▼

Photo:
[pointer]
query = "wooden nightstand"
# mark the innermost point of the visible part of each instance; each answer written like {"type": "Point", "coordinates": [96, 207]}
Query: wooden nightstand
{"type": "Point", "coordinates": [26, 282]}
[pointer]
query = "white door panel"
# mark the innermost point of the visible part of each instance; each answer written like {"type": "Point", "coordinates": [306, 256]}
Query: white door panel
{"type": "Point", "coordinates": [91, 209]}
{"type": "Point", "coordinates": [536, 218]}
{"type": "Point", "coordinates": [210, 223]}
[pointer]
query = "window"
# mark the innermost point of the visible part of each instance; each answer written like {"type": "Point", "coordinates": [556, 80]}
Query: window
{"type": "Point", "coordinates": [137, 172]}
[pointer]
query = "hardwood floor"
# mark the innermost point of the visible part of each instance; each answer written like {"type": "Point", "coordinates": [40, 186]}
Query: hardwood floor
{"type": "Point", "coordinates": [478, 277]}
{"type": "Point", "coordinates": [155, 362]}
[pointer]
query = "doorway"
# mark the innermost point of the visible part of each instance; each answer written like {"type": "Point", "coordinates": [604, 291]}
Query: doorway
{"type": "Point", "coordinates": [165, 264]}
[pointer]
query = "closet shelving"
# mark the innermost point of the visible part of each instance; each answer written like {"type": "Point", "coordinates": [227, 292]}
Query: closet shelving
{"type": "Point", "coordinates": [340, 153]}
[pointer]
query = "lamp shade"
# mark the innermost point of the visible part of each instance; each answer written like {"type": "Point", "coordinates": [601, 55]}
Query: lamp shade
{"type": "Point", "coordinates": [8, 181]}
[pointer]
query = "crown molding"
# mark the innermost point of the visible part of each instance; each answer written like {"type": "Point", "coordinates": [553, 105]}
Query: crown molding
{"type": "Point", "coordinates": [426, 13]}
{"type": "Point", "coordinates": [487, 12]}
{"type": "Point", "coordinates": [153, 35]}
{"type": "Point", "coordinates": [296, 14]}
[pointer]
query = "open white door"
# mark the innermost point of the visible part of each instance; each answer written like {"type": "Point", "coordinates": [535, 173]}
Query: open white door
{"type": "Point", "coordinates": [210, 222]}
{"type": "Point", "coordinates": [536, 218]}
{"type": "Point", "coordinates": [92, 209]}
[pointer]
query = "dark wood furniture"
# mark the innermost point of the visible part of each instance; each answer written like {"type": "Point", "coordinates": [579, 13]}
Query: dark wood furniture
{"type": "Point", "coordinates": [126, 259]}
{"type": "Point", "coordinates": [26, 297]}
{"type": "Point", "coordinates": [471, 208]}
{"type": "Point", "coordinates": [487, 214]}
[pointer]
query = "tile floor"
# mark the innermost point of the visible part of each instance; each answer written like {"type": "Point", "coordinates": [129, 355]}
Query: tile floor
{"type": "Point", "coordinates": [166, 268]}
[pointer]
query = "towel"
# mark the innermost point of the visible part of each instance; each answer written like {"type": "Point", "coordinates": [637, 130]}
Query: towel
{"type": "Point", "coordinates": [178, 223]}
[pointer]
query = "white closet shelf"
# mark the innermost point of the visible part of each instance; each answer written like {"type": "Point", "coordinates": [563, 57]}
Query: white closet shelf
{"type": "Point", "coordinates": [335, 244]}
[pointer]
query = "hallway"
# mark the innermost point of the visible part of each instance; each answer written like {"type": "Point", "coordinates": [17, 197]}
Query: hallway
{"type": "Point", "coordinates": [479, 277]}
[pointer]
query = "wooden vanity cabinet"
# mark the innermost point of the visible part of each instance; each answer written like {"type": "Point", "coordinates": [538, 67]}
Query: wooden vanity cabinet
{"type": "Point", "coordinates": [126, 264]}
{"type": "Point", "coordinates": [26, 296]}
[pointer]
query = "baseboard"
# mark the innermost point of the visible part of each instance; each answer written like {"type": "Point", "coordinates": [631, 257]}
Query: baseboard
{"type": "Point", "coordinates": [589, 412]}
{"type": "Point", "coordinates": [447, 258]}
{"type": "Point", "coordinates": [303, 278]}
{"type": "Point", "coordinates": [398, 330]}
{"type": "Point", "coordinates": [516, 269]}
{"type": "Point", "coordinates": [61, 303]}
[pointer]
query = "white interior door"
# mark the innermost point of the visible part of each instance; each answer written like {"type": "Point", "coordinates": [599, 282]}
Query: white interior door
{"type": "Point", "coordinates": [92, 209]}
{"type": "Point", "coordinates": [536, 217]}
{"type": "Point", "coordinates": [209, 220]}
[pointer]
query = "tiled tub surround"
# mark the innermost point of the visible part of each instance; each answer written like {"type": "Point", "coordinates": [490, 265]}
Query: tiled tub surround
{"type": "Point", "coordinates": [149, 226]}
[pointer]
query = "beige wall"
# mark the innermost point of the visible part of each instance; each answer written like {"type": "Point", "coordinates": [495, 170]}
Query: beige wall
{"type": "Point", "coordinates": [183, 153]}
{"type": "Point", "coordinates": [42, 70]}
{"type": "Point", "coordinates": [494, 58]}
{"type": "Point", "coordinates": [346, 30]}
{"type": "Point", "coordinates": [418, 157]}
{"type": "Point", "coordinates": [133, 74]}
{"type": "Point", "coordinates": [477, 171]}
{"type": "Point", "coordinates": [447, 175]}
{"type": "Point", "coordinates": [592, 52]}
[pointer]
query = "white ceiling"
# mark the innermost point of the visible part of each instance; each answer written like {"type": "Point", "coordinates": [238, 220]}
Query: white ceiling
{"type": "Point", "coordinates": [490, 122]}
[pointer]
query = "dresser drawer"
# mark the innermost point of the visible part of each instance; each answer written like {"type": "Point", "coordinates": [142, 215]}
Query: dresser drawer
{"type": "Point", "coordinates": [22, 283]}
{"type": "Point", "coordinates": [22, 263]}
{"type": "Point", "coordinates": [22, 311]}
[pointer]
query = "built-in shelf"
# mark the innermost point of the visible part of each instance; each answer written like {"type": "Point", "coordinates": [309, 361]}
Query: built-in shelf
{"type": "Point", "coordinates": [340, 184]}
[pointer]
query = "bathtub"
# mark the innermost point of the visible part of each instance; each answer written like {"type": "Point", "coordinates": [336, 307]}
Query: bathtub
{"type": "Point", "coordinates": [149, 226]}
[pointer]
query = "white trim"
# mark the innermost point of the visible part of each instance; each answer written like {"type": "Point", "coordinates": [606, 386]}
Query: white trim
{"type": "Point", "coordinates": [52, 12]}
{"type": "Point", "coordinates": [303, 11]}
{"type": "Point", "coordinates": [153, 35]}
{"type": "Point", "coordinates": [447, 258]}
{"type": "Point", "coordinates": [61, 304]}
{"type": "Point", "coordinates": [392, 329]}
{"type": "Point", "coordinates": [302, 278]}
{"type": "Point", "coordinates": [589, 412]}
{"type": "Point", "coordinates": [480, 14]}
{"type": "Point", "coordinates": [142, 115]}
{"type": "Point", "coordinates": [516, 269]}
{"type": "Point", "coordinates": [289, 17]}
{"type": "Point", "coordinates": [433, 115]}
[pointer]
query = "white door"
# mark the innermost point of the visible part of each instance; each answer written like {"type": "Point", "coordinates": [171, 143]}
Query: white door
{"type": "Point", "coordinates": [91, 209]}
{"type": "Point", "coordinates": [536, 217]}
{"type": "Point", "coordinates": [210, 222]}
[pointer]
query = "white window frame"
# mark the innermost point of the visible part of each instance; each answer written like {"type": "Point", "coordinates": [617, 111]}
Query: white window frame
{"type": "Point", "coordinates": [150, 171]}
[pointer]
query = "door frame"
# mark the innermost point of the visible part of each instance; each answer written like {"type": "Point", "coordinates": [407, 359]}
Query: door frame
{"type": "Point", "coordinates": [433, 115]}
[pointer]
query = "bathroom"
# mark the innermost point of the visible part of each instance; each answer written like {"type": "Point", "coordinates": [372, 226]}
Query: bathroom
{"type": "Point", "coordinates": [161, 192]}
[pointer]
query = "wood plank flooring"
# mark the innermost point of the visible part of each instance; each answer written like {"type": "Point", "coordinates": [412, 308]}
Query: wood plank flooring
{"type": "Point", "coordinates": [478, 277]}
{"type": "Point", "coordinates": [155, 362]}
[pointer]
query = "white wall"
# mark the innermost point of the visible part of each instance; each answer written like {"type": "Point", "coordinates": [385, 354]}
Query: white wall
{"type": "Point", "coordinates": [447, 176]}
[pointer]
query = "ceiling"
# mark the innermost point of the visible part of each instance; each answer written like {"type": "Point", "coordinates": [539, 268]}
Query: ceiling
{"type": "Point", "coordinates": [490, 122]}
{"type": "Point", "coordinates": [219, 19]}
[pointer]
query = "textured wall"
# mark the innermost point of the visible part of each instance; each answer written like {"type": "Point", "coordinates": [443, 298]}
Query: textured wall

▲

_Aim of the exercise_
Copy out every line above that contains the word "shelf".

_Result for this task_
query = "white closet shelf"
Query: white closet shelf
query = "built-in shelf"
Query: built-in shelf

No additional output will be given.